>> begin Text extract
Employee Stock Ownership Plan and Trust Agreement
Fleetwood S. Hassell, Douglas H. Sass, Sheryl G. Sharry, and Eugene H. Walpole, IV currently serve as Plan Administrators and as Trustees for the ESOP. Any employee of the Bank is eligible to become a participant in the ESOP upon reaching 21 years of age and credited with one-year of service (1,000 hours of service). The employee may enter the Plan on the January 1st that occurs nearest the date on which the employee first satisfies the age and service requirements described above. No contributions by employees are permitted. The amount and time of contributions to the Plan are at the sole discretion of the Board of Directors. The contribution for all participants is based solely on each participant’s respective regular or base salary and wages paid by the Bank including commissions, bonuses, and overtime, if any.
The Board of Directors approved the contribution of $420,000 to the ESOP for the fiscal year ended December 31, 2018. The contribution was made during 2018.
>> end Text extract
>> begin Source material
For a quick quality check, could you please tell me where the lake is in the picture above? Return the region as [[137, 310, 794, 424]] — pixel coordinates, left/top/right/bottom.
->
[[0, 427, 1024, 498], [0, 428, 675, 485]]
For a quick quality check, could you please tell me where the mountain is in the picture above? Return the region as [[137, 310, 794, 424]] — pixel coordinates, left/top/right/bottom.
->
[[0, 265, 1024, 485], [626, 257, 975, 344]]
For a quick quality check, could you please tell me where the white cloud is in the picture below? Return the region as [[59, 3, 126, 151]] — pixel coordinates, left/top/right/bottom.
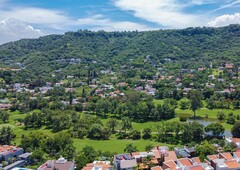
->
[[214, 0, 240, 12], [207, 13, 240, 27], [76, 15, 156, 31], [190, 0, 219, 5], [0, 18, 44, 44], [0, 7, 72, 29], [113, 0, 203, 28]]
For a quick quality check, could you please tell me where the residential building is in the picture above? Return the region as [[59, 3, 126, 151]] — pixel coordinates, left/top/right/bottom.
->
[[82, 161, 112, 170], [37, 157, 75, 170]]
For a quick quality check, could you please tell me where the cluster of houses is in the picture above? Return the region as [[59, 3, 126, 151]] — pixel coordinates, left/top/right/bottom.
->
[[0, 138, 240, 170], [83, 138, 240, 170], [0, 145, 31, 170]]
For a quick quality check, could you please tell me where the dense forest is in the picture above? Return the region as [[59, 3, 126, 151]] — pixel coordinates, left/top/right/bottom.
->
[[0, 25, 240, 82]]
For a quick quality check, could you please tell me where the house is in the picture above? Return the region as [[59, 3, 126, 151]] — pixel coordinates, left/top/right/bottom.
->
[[233, 152, 240, 163], [226, 137, 240, 148], [82, 161, 112, 170], [214, 159, 240, 170], [37, 157, 75, 170], [0, 103, 12, 110], [198, 67, 206, 71], [114, 154, 137, 170], [0, 145, 23, 162], [225, 63, 233, 69], [174, 148, 191, 158], [162, 161, 182, 170], [177, 158, 193, 168], [218, 152, 233, 161], [0, 145, 32, 170], [151, 166, 163, 170]]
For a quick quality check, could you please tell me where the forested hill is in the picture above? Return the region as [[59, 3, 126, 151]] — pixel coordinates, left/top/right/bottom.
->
[[0, 25, 240, 81]]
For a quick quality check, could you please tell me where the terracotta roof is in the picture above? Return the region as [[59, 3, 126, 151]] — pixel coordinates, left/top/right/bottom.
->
[[163, 161, 177, 170], [224, 160, 240, 168], [188, 165, 205, 170], [219, 152, 233, 160], [226, 64, 233, 68], [165, 151, 177, 161], [131, 152, 140, 157], [207, 155, 218, 161], [234, 152, 240, 158], [151, 166, 163, 170], [192, 157, 202, 164], [231, 138, 240, 143], [151, 158, 158, 164], [152, 149, 161, 159], [178, 158, 192, 166], [139, 163, 149, 169]]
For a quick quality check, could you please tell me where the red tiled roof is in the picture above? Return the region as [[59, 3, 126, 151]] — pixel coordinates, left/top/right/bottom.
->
[[224, 160, 240, 169], [178, 158, 192, 166], [219, 152, 233, 160], [207, 155, 218, 161], [188, 165, 205, 170], [163, 161, 177, 170], [192, 157, 202, 164], [151, 166, 163, 170], [234, 152, 240, 158], [165, 151, 177, 161]]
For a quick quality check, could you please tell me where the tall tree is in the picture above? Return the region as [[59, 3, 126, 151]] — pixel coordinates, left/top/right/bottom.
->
[[231, 121, 240, 138], [205, 123, 225, 137], [190, 90, 202, 117]]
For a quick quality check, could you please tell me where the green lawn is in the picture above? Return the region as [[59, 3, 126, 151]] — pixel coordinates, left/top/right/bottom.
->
[[0, 106, 237, 153], [74, 139, 171, 153]]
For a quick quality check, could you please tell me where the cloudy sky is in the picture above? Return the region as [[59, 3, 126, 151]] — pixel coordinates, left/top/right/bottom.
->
[[0, 0, 240, 44]]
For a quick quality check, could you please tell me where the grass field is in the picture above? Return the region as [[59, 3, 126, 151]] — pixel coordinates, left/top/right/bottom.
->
[[74, 139, 171, 153], [0, 103, 240, 152]]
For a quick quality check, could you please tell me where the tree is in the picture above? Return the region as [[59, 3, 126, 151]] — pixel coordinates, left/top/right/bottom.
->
[[217, 111, 226, 121], [180, 98, 190, 110], [227, 113, 236, 125], [231, 121, 240, 138], [124, 143, 138, 153], [46, 132, 75, 159], [88, 124, 103, 139], [0, 126, 16, 145], [189, 122, 204, 142], [0, 110, 10, 123], [81, 146, 98, 162], [205, 123, 225, 137], [145, 144, 154, 152], [196, 141, 216, 161], [190, 90, 202, 117], [131, 130, 141, 140], [75, 153, 89, 170], [106, 118, 119, 133], [122, 117, 132, 135], [31, 148, 44, 162], [142, 128, 152, 139]]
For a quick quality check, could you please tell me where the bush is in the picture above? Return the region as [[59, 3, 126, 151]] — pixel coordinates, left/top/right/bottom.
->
[[142, 128, 152, 139], [130, 130, 141, 140], [179, 116, 188, 122]]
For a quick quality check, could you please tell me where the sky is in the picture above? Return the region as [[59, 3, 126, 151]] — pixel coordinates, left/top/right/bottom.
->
[[0, 0, 240, 44]]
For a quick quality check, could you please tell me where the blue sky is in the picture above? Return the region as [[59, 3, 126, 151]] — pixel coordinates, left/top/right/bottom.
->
[[0, 0, 240, 44]]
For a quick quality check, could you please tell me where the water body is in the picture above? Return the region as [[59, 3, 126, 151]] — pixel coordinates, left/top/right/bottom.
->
[[187, 119, 232, 137]]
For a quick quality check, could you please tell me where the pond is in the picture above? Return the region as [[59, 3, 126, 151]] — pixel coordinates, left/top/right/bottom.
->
[[187, 119, 232, 137]]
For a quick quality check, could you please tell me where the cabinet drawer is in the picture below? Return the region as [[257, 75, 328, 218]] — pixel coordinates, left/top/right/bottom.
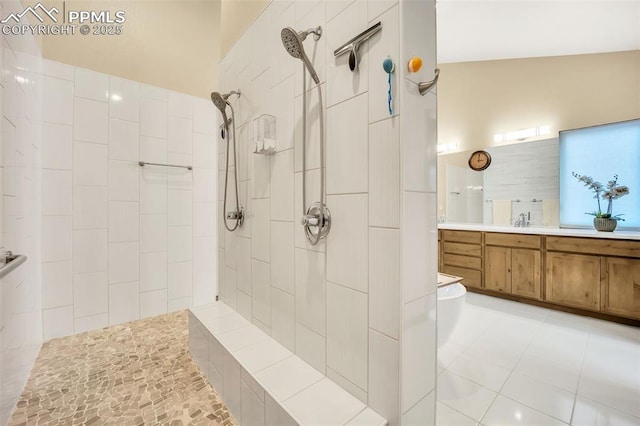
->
[[442, 265, 482, 288], [444, 243, 482, 257], [484, 232, 542, 249], [546, 236, 640, 258], [442, 230, 482, 244], [444, 253, 482, 269]]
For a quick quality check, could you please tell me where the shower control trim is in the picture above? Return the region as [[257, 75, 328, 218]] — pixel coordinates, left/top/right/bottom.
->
[[333, 21, 382, 72]]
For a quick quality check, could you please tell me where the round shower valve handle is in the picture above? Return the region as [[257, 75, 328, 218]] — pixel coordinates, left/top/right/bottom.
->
[[301, 214, 320, 226]]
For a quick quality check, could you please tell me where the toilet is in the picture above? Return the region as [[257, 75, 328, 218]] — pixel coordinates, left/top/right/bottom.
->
[[437, 283, 467, 347]]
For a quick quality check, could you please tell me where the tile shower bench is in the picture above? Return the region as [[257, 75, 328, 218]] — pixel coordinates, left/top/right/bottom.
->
[[189, 302, 387, 426]]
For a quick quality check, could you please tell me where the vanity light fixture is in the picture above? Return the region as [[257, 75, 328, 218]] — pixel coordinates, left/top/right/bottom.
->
[[493, 124, 551, 142]]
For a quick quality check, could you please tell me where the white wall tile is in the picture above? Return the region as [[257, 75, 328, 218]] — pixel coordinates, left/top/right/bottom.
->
[[109, 201, 141, 243], [42, 215, 72, 262], [109, 160, 140, 201], [42, 77, 73, 125], [167, 262, 193, 300], [271, 149, 294, 221], [42, 260, 73, 309], [251, 198, 271, 262], [167, 226, 193, 263], [193, 264, 218, 306], [42, 170, 72, 215], [167, 116, 193, 154], [367, 5, 404, 123], [73, 313, 109, 334], [42, 306, 73, 341], [271, 286, 295, 352], [140, 171, 167, 215], [140, 84, 169, 103], [400, 93, 438, 193], [74, 68, 109, 102], [109, 241, 140, 284], [73, 272, 109, 318], [140, 252, 167, 292], [401, 292, 437, 412], [369, 228, 402, 339], [167, 189, 193, 226], [368, 330, 400, 424], [140, 214, 168, 253], [73, 186, 109, 229], [193, 203, 217, 238], [73, 229, 108, 273], [271, 221, 295, 294], [109, 281, 140, 325], [42, 59, 74, 81], [140, 98, 167, 138], [73, 98, 109, 144], [109, 76, 140, 121], [193, 133, 215, 171], [327, 194, 369, 292], [109, 118, 139, 161], [140, 290, 167, 318], [251, 259, 271, 326], [140, 135, 168, 164], [326, 94, 369, 194], [369, 119, 400, 228], [327, 282, 369, 391], [169, 92, 193, 118], [42, 123, 73, 170], [73, 141, 109, 186], [402, 192, 438, 302], [193, 237, 216, 271], [323, 1, 368, 106], [295, 248, 326, 336], [193, 99, 218, 135]]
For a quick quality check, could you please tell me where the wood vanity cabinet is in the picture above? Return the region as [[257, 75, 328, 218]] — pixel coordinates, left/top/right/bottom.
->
[[441, 230, 482, 288], [601, 257, 640, 319], [484, 233, 542, 300]]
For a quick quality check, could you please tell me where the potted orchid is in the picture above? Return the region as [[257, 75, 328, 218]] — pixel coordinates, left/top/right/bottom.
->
[[572, 172, 629, 232]]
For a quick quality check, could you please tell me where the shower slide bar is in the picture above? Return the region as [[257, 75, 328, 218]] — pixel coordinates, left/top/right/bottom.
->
[[138, 161, 193, 170], [0, 251, 27, 279]]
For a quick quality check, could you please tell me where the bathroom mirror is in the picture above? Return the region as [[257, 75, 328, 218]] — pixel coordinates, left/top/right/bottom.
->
[[438, 0, 640, 226]]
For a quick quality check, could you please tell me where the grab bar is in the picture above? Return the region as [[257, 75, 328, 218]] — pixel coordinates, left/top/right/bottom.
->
[[138, 161, 193, 170], [0, 251, 27, 279]]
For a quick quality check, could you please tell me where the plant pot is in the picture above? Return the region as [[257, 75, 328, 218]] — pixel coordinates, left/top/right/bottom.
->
[[593, 217, 618, 232]]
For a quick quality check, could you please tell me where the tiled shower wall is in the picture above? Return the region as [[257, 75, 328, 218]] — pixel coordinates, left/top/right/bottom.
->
[[42, 60, 217, 340], [218, 0, 437, 425], [0, 5, 42, 424]]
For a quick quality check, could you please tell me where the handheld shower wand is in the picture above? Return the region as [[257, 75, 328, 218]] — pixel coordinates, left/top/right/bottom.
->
[[280, 27, 331, 245], [280, 27, 322, 84], [211, 90, 244, 232]]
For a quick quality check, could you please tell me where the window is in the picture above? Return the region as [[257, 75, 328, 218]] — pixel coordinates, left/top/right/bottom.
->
[[560, 119, 640, 229]]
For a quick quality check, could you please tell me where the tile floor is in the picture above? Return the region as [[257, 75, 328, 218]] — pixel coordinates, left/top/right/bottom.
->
[[437, 293, 640, 426], [9, 311, 236, 426]]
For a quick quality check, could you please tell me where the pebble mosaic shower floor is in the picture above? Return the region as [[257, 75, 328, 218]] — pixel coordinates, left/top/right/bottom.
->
[[9, 311, 236, 426]]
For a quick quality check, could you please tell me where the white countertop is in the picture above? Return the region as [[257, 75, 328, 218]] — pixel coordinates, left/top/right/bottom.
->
[[438, 223, 640, 240]]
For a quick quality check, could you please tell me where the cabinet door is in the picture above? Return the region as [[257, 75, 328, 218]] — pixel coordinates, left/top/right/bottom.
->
[[511, 248, 542, 300], [602, 257, 640, 319], [484, 246, 511, 294], [545, 252, 600, 311]]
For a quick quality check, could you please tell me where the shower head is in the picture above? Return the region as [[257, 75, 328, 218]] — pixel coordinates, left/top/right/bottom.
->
[[211, 89, 240, 123], [280, 27, 322, 84]]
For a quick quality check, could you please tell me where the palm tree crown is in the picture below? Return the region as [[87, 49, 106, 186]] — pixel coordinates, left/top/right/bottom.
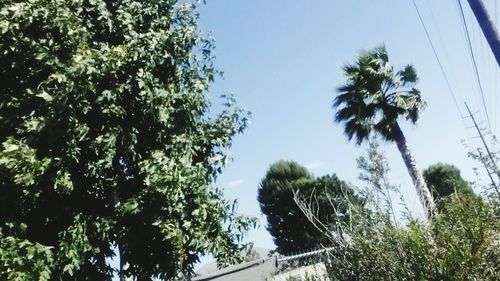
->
[[333, 46, 435, 218], [333, 46, 425, 145]]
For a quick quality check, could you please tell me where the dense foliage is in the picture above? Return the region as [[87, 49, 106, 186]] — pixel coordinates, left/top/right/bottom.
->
[[0, 0, 254, 280], [312, 142, 500, 280], [423, 163, 474, 201], [258, 161, 362, 254], [333, 46, 434, 218], [327, 193, 500, 280]]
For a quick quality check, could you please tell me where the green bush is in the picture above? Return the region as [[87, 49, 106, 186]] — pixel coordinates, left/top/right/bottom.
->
[[327, 194, 500, 280]]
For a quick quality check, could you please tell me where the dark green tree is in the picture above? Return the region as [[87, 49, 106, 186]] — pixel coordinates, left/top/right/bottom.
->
[[0, 0, 251, 280], [424, 163, 474, 202], [333, 46, 434, 216], [258, 161, 361, 254]]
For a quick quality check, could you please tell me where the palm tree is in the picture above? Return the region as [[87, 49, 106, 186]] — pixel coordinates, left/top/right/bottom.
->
[[333, 46, 434, 218]]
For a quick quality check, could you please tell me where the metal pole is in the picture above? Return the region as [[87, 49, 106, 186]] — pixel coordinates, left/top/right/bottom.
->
[[464, 102, 500, 195], [466, 0, 500, 66]]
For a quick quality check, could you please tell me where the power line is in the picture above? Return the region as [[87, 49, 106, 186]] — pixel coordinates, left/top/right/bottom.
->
[[412, 0, 463, 117], [456, 0, 491, 131]]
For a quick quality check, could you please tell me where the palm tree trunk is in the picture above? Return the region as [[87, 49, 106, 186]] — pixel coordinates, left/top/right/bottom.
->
[[392, 122, 435, 219]]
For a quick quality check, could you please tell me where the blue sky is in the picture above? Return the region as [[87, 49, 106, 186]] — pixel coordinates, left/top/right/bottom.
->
[[199, 0, 500, 248]]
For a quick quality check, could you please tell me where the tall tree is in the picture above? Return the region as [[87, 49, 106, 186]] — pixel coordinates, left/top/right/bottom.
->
[[333, 46, 434, 217], [258, 161, 361, 254], [0, 0, 254, 280]]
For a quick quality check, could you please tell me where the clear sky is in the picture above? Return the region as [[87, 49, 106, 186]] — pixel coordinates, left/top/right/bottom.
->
[[199, 0, 500, 248]]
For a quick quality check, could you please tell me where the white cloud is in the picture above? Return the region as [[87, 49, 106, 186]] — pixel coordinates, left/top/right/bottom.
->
[[306, 161, 326, 170], [227, 179, 245, 187]]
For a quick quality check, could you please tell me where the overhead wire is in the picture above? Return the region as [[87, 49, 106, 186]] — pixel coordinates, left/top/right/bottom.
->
[[456, 0, 492, 132], [412, 0, 464, 118]]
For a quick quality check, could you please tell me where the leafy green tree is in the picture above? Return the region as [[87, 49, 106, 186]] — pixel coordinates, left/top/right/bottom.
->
[[333, 47, 434, 216], [0, 0, 252, 280], [424, 163, 474, 202], [258, 161, 361, 254]]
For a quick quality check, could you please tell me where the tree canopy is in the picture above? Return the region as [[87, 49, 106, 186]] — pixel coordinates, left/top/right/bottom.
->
[[258, 161, 361, 254], [0, 0, 250, 280], [333, 46, 434, 217]]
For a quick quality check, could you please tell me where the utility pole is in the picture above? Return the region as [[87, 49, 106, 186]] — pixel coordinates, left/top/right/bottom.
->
[[464, 0, 500, 67], [464, 102, 500, 196]]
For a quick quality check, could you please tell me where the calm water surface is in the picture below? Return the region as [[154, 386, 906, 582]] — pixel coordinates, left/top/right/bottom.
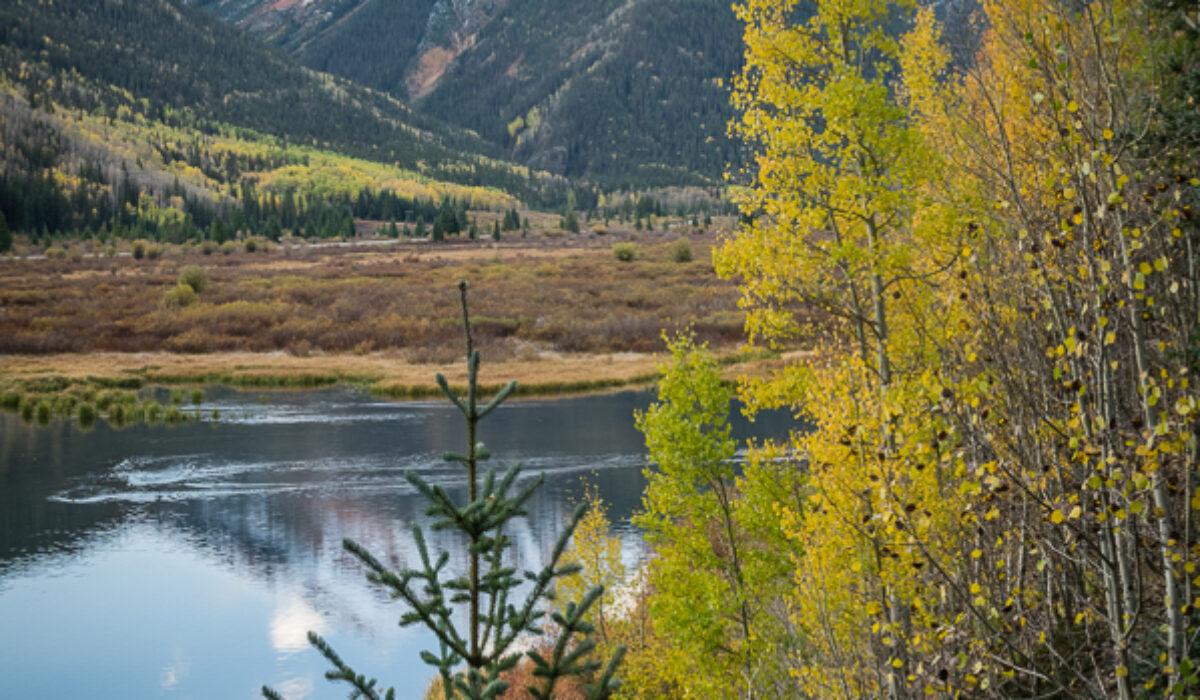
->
[[0, 389, 793, 700]]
>> end Source material
*Written request 1*. Find each line in the records containing the word "bush", and copy those lines out.
*Written request 2*. Continue the passage on the employee stock ownership plan, starting after its final sentence.
The text and the records have nothing to do with each other.

*Final answer 1*.
For a quick quality check, could you please tell me where the bush is in the picture above? Return the region as [[59, 3, 126, 151]] — pixel coordinates, left/top/right/bottom.
For a quick quality check, could you please tell me where the green bush is in the picture above? Return the region as [[87, 49, 106, 186]] — pixel coordinates, left/top/right/bottom.

*Final answer 2*.
A participant becomes vested in the ESOP based upon the employee’s credited years of service. The vesting schedule is as follows:
● | 1 Year of Service | 0% Vested | |
● | 2 Years of Service | 25% Vested | |
● | 3 Years of Service | 50% Vested | |
● | 4 Years of Service | 75% Vested | |
● | 5 Years of Service | 100% Vested |
The Plan became effective as of January 1, 1989, was amended effective January 1, 2007, and approved by the Board of Directors on January 18, 2007. This amendment was made to comply with the Pension Protection Act of 2006. Periodically the Internal Revenue Service (“IRS”) requires a restatement of a qualified retirement plan to ensure that the plan document includes provisions required by legislative and regulatory changes made since the last restatement. There have been no substantive changes to the plan. The Board of Directors approved a restated plan, on January 26, 2012 (incorporated as Exhibit 10.5 in the 2011 10-K). The Plan was submitted to the IRS for approval and a determination letter was issued September 26, 2013, stating that the plan satisfies the requirements of Code Section 4975(e)(7). On January 26, 2017, the Board of Directors approved a restated plan (incorporated as Exhibit 10.6 in the 2016 10-K). The Plan was submitted to the IRS for approval and a determination letter was issued November 17, 2017, stating that the plan satisfies the requirements of Code Section 4975(e)(7).
The Plan currently owns 308,613 shares or 5.34% of our common stock outstanding.
The following table sets forth details of “All Other Compensation” as presented above in the Summary Compensation Table.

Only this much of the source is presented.